• INFORMATION SUPPLIED
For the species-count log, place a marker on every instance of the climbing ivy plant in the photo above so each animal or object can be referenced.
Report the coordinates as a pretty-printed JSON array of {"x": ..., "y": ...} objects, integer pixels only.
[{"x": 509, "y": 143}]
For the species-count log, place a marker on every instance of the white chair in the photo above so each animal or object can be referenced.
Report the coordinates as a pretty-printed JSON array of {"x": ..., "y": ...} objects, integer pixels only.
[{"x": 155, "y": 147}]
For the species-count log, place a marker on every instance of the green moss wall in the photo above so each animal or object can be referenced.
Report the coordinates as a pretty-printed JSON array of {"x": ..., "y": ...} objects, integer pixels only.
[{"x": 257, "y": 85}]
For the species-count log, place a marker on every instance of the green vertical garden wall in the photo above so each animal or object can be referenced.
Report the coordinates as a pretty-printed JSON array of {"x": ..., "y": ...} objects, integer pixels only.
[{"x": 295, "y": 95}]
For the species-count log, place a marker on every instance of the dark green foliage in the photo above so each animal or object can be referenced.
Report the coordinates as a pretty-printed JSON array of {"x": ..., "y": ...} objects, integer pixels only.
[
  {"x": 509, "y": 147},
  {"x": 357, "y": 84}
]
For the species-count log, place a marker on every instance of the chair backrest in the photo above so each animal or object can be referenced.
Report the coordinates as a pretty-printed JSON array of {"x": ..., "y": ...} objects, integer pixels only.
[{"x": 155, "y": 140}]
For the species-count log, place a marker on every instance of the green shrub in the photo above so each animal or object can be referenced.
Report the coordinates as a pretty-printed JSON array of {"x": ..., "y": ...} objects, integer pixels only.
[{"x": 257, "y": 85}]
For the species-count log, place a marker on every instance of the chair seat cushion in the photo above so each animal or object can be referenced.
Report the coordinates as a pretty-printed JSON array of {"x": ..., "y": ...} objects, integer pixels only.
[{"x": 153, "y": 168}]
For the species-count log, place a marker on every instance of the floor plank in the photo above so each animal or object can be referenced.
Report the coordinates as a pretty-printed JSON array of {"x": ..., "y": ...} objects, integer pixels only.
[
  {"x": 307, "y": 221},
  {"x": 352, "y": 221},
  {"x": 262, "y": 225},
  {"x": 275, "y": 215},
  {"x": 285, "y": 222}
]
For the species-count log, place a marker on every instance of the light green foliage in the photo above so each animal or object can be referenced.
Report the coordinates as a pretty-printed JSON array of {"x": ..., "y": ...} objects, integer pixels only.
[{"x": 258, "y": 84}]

• GOAL OF THE EXERCISE
Repeat every line of the records above exactly.

• SOLUTION TO THIS TASK
For the species-count log, place a marker on every instance of the climbing ivy plant in the photo above so each animal or object can be referenced.
Report the coordinates as a pretty-printed JSON array of {"x": ..., "y": ...} objects, integer pixels only.
[{"x": 509, "y": 143}]
For the species-count log, place a marker on every instance of the white chair in the photo above so each animal or object can be referenced.
Report the coordinates as a pretty-printed JSON array of {"x": ..., "y": ...} objects, integer pixels only.
[{"x": 155, "y": 147}]
For the species-count log, place a marker on every instance of the green moss wall in the photo above so each animal or object can be referenced.
Report the coordinates as a pretty-printed JSON array of {"x": ..., "y": ...} objects, integer pixels only.
[{"x": 257, "y": 85}]
For the species-count log, place a marker on every instance of the green vertical garden wall in the photo above so each animal or object can be referenced.
Report the coordinates as a pretty-printed JSON array of {"x": ..., "y": ...} objects, integer pixels only.
[{"x": 295, "y": 95}]
For the species-count log, place a marker on every instance of the dark green foliage in the photo above so each animal or object can be referenced.
Report the coordinates as a pretty-printed JSON array of {"x": ..., "y": ...} objects, integer pixels only.
[
  {"x": 509, "y": 147},
  {"x": 357, "y": 84}
]
For the species-count log, place a marker on every instance of the chair backrest in the photo above so each animal or object can be referenced.
Report the coordinates as a pretty-printed JSON array of {"x": ..., "y": ...} objects, integer pixels only.
[{"x": 155, "y": 140}]
For the species-count log, place a marker on every instance of the green shrub in the photo above so each animal or object can be referenced.
Report the coordinates as a pretty-printed JSON array of {"x": ..., "y": ...} objects, integer pixels only.
[{"x": 257, "y": 85}]
For the species-count log, place a marker on every instance of the chair seat cushion in the photo above so each animal or object can be referenced.
Report the coordinates as a pretty-printed JSON array of {"x": ..., "y": ...} objects, integer pixels only.
[{"x": 153, "y": 168}]
For the species-count log, place a marker on every instance of the floor plank in the photo above so each animal or object can be referenced.
Report the coordinates as a pretty-printed JSON array of {"x": ..., "y": ...} objects, integer pixels only.
[
  {"x": 307, "y": 221},
  {"x": 352, "y": 221},
  {"x": 262, "y": 225},
  {"x": 275, "y": 215},
  {"x": 285, "y": 222}
]
For the species-count log, place a marker on every instance of the light green foliage in the photo above so each animal or object can be referenced.
Report the coordinates as a pretty-printed JSON array of {"x": ..., "y": ...} objects, integer pixels only.
[{"x": 258, "y": 84}]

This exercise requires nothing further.